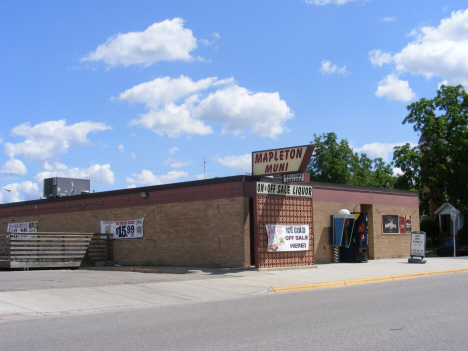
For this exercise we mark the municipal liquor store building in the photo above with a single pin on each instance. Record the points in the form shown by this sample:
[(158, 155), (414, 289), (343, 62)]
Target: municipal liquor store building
[(225, 222)]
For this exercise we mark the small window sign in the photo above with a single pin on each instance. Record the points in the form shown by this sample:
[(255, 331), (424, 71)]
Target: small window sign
[(296, 177)]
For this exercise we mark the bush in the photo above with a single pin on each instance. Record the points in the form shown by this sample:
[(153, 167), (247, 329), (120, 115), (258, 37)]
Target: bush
[(463, 233)]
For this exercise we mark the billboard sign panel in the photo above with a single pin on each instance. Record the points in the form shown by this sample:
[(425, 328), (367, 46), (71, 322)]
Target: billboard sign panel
[(129, 229), (290, 178), (284, 189), (281, 161), (418, 244), (287, 237)]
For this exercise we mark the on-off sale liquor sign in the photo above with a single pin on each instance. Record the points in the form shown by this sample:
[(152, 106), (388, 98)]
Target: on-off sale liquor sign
[(281, 161)]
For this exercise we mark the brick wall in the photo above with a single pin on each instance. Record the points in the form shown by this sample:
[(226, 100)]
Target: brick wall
[(195, 233), (329, 200)]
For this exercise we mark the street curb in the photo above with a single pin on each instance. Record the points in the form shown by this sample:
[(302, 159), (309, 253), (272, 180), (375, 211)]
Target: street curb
[(362, 280), (136, 270)]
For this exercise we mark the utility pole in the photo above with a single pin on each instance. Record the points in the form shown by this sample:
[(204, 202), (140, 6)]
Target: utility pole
[(204, 163)]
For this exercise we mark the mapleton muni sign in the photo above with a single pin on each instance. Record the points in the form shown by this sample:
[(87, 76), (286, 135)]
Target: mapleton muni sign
[(281, 161)]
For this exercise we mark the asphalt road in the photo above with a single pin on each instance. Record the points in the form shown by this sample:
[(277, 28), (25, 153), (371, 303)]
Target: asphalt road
[(427, 313), (73, 278)]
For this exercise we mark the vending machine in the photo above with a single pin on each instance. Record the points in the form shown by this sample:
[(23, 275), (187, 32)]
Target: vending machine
[(353, 234)]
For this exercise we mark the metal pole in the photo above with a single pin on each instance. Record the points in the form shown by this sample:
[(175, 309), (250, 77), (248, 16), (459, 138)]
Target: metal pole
[(453, 215), (335, 254)]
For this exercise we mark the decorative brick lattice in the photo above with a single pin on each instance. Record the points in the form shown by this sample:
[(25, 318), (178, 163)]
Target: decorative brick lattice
[(273, 209)]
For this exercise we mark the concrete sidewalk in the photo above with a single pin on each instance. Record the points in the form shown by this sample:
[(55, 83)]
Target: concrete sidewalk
[(231, 284)]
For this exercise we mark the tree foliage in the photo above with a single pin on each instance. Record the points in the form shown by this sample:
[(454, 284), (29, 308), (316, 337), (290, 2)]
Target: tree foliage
[(439, 170), (335, 162)]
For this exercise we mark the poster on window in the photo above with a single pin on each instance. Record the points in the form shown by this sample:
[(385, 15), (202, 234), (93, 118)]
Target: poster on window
[(24, 227), (396, 224), (129, 229), (390, 224), (287, 237)]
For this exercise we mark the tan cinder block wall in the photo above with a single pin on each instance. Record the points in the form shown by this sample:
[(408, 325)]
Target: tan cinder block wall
[(195, 233), (390, 245), (322, 211)]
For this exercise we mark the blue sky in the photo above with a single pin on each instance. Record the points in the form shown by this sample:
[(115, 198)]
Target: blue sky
[(136, 93)]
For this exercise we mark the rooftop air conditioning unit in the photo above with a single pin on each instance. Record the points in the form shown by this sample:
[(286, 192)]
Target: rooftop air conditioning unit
[(54, 187)]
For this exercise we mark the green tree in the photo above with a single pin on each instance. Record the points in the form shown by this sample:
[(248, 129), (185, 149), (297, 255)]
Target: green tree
[(335, 162), (332, 160), (408, 159), (443, 159), (382, 174)]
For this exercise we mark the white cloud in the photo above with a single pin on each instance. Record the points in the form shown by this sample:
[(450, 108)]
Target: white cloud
[(384, 150), (173, 163), (379, 58), (20, 192), (243, 164), (148, 178), (440, 51), (179, 105), (328, 68), (55, 166), (206, 42), (326, 2), (46, 141), (100, 174), (435, 51), (163, 41), (14, 167), (392, 88)]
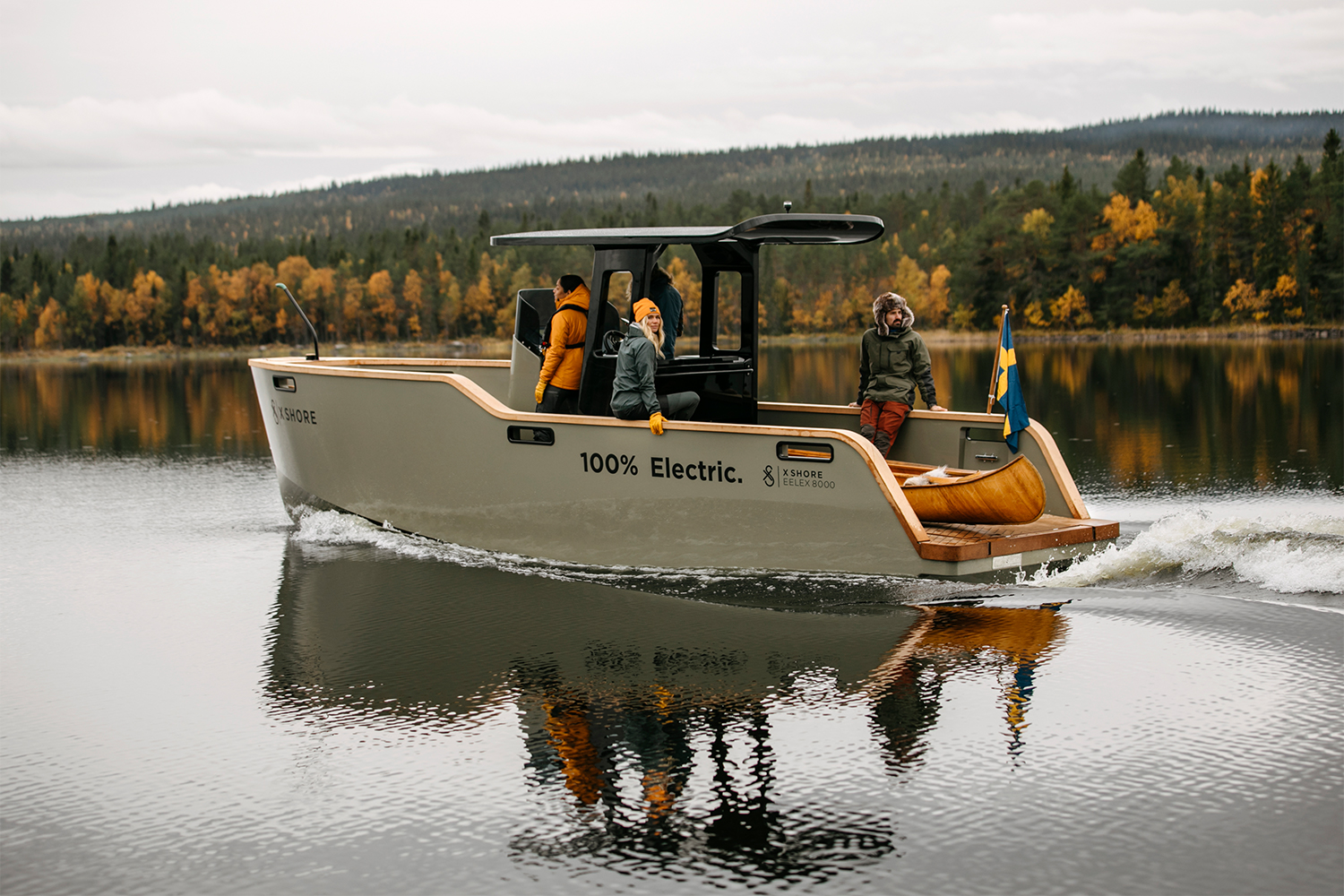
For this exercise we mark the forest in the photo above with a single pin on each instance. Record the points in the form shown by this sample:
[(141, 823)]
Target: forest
[(1167, 244)]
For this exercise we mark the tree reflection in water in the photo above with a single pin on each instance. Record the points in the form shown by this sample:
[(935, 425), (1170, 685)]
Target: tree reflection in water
[(650, 723)]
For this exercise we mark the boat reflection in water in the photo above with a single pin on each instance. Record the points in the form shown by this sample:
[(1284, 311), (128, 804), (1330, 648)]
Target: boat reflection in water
[(656, 732)]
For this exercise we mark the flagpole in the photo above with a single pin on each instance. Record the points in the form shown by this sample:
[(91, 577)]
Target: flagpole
[(994, 373)]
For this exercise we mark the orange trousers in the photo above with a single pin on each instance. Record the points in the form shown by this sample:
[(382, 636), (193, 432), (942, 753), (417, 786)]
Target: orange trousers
[(881, 421)]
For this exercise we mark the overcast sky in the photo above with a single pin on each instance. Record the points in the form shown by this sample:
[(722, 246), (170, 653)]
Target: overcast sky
[(113, 105)]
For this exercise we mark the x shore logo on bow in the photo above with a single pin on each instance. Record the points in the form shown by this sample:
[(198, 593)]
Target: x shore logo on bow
[(292, 414)]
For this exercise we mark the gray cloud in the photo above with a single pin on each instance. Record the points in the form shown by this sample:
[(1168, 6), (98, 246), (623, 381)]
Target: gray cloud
[(155, 101)]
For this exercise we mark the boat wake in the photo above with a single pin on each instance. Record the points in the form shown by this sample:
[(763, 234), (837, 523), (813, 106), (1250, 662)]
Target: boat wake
[(1284, 552), (785, 590)]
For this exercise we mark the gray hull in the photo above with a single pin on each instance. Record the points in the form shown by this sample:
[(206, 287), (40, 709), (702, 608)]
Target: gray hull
[(432, 447)]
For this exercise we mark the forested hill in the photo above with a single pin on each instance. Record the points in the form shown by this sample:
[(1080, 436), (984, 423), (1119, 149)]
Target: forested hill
[(567, 193)]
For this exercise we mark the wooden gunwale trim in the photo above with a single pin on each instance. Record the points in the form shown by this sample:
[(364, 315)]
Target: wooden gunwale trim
[(1055, 461), (876, 465), (400, 362)]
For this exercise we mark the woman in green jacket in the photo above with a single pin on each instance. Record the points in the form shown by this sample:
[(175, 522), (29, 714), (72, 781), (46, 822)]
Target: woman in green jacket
[(632, 392)]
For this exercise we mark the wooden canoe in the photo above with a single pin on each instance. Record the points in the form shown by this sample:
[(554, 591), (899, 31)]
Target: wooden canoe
[(1010, 495)]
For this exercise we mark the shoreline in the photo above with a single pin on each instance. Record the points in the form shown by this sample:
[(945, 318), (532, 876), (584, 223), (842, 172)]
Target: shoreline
[(494, 347)]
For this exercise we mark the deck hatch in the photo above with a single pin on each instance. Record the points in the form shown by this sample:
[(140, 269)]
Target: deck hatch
[(531, 435), (814, 452)]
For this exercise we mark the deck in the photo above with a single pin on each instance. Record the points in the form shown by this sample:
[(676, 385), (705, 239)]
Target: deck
[(965, 541), (960, 541)]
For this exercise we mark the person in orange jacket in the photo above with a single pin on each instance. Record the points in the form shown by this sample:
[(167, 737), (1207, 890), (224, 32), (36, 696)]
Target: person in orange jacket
[(558, 386)]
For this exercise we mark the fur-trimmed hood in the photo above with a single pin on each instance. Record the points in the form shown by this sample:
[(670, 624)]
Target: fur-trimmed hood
[(892, 303)]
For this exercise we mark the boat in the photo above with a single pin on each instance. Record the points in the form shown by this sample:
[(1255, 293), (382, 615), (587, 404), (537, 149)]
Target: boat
[(452, 449), (1004, 495)]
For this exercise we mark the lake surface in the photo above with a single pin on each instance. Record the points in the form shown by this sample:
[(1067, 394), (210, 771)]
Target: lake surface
[(201, 694)]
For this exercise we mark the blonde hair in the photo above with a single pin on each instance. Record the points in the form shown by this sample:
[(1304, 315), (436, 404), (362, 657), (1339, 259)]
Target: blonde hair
[(650, 335)]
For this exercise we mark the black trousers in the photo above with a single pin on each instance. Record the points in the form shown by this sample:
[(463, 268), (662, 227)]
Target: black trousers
[(556, 401)]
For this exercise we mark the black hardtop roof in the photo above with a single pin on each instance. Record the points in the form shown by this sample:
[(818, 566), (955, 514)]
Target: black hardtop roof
[(790, 228)]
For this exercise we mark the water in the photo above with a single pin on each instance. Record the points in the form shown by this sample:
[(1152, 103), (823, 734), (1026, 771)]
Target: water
[(201, 694)]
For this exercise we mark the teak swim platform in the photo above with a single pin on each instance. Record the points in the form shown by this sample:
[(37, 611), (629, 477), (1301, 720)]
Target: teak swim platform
[(452, 449)]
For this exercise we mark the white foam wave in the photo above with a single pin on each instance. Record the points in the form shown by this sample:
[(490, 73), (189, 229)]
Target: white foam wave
[(760, 587), (1285, 552)]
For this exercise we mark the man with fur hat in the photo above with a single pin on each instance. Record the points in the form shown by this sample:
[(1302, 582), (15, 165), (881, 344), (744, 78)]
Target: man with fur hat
[(892, 363)]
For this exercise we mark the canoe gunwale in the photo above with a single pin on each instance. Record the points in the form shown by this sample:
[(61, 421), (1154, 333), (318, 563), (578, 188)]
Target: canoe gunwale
[(984, 497)]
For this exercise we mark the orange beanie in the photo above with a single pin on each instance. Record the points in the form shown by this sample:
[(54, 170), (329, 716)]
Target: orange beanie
[(644, 308)]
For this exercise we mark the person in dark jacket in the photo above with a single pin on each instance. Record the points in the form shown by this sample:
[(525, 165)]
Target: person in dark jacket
[(892, 363), (632, 392), (669, 308)]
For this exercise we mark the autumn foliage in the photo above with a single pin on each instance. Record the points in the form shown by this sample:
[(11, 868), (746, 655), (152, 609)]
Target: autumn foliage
[(1177, 249)]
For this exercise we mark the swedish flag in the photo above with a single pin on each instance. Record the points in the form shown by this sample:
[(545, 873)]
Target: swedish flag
[(1008, 390)]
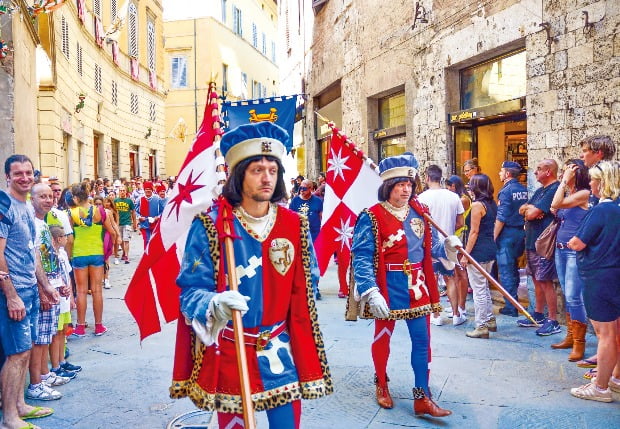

□ □ □ □ □ □ □

• Goal of the exercise: Please retype the records from the line with "For this exercise we mark the utility" to the line with "[(439, 170), (335, 162)]", both included, keeping every character as it appears.

• Solved problem:
For this exercise we mark the utility pole in the photo above with a single pin on each instance. Record the points in the form shown by this sample:
[(204, 202), (140, 6)]
Target: utility pole
[(204, 163)]
For this exercise we mark the mapleton muni sign in the photo above with a single pin on each instance. Record the points in the form shown by this sample:
[(87, 76), (286, 135)]
Target: mapleton muni sign
[(281, 161)]
For this exercise we mark the asphalt road in the photo above with a single pin on each instance. Record the points in the form shown by this sample:
[(277, 28), (25, 153), (371, 303)]
Target: asphalt road
[(427, 313), (73, 278)]
For this exercise we mark the vending machine in the photo above with a single pin on each instance. Record the points in the form shown by this sample:
[(23, 275), (187, 32)]
Target: vending machine
[(353, 234)]
For this exercise we mark the metal pole in the photo above with a single pin on each instance. Record the points in the form shown by this sample:
[(175, 309), (250, 77), (248, 16), (459, 138)]
Target: metal pole
[(453, 215), (335, 254)]
For this exercise we mark the decorative brick lattice in the photo above with a single pin on each instance. Record the points in the form shown by this sample:
[(25, 318), (178, 163)]
Target: decorative brick lattice
[(273, 209)]
For this exercise we mark the concrete sidewalk in the photo above with a single pin on each instance. Record the points in the form shown by this sample:
[(55, 83)]
Target: concrete sidewalk
[(231, 284)]
For this exercise we mark the tree foliage in the photo above with a single pin on each instance. Record the points in the form shown by this sample:
[(454, 284), (29, 308), (316, 337), (290, 2)]
Target: tree foliage
[(439, 170), (335, 162)]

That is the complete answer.